Task directions: In your copy, include every line of the listing below exactly but none of the pictures.

• • • • • • •

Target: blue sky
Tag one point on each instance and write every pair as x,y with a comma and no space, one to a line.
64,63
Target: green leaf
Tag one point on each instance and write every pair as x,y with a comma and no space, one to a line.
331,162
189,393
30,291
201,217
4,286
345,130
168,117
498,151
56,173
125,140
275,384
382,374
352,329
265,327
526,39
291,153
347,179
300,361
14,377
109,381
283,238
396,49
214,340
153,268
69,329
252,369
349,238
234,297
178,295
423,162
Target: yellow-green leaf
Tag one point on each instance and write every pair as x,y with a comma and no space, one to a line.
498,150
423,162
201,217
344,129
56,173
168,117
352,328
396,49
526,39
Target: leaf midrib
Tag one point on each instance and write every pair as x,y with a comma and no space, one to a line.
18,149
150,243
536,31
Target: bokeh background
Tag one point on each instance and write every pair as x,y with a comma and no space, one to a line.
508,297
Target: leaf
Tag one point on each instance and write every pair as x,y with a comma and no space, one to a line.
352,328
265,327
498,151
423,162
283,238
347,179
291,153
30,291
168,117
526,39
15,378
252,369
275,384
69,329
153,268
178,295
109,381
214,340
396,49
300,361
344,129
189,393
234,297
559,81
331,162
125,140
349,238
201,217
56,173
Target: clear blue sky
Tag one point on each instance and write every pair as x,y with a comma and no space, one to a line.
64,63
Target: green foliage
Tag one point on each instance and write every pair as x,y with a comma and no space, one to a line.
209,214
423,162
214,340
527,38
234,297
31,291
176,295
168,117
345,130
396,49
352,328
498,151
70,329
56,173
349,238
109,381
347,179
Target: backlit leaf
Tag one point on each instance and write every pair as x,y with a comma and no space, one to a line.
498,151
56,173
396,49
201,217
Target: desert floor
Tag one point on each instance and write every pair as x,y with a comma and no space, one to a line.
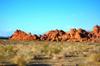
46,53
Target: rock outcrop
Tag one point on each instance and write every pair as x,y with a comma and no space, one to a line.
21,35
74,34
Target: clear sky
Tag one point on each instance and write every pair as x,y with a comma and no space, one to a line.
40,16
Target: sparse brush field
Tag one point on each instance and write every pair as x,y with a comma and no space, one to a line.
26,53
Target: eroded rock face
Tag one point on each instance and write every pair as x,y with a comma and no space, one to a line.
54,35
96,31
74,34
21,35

• • • • • • •

Completed exercise:
Target: blue sky
Tag one point on each instance and write every pair as x,y with a comma and no space, one to a line.
64,63
Target: green leaf
Tag one point on each instance and write every pair as x,y with a comma and no space, one to a line.
331,162
189,393
30,291
201,217
4,286
345,130
168,117
498,151
56,173
125,140
275,384
382,374
352,329
265,327
526,39
291,153
347,179
300,361
14,377
109,381
283,238
396,49
214,340
153,268
69,329
252,369
349,238
234,297
178,295
423,162
Target: yellow-green leaf
Tag one point on each instance and write every pair as x,y with a comma and no space, one to a line.
498,150
423,162
201,217
344,129
56,173
168,117
352,328
396,49
526,39
Target: leaf midrib
Tag one point on each instance and write every pair as x,y with a comma and no space, one to a line.
18,149
150,243
536,31
Target: bokeh background
Tag one point on each instance and write every pair as x,y with a comma and no space, one to a line.
508,297
Target: leaf
Tag one point on each instance and write every pair as x,y with a comma and no space, one to a line.
352,328
265,327
498,151
423,162
283,238
347,179
291,153
30,291
168,117
526,39
15,378
252,369
275,384
69,329
153,268
178,295
109,381
214,340
396,49
300,361
344,129
189,393
234,297
559,81
331,162
125,140
349,238
201,217
56,173
Target: clear blue sky
Tag one point on each instance and write every pair as x,y with a comma and no space, one to a line.
64,63
Target: green foliage
Tag one point on each instance and write every pair as x,y with a comma and no space, one to a line.
209,214
423,162
214,340
527,38
234,297
31,291
176,295
168,117
345,130
396,49
352,328
498,151
70,329
56,173
349,238
109,381
347,179
Target: backlit leaf
Tag one point on each instance and write every pair as x,y with a comma and no space, one to a line.
498,151
56,173
396,49
201,217
Target: desert floor
Tag one point on each instance and write every pair as x,y with a comma and no space, one to a line.
46,53
Target: rock outcrop
Tag one point on each instance and write every pair as x,y with a comma and no space, one to a line.
21,35
74,34
Target: clear sky
Tag one point on each instance and write every pair as x,y with a comma and no space, one to a line.
40,16
Target: sparse brush field
Tag one point on each instance and write every pair as x,y with a comma and no space, one to a line.
26,53
Target: eroded rock face
Tag one point on each instance and write every pair as x,y with a comma and no space, one to a line.
54,35
96,31
74,34
21,35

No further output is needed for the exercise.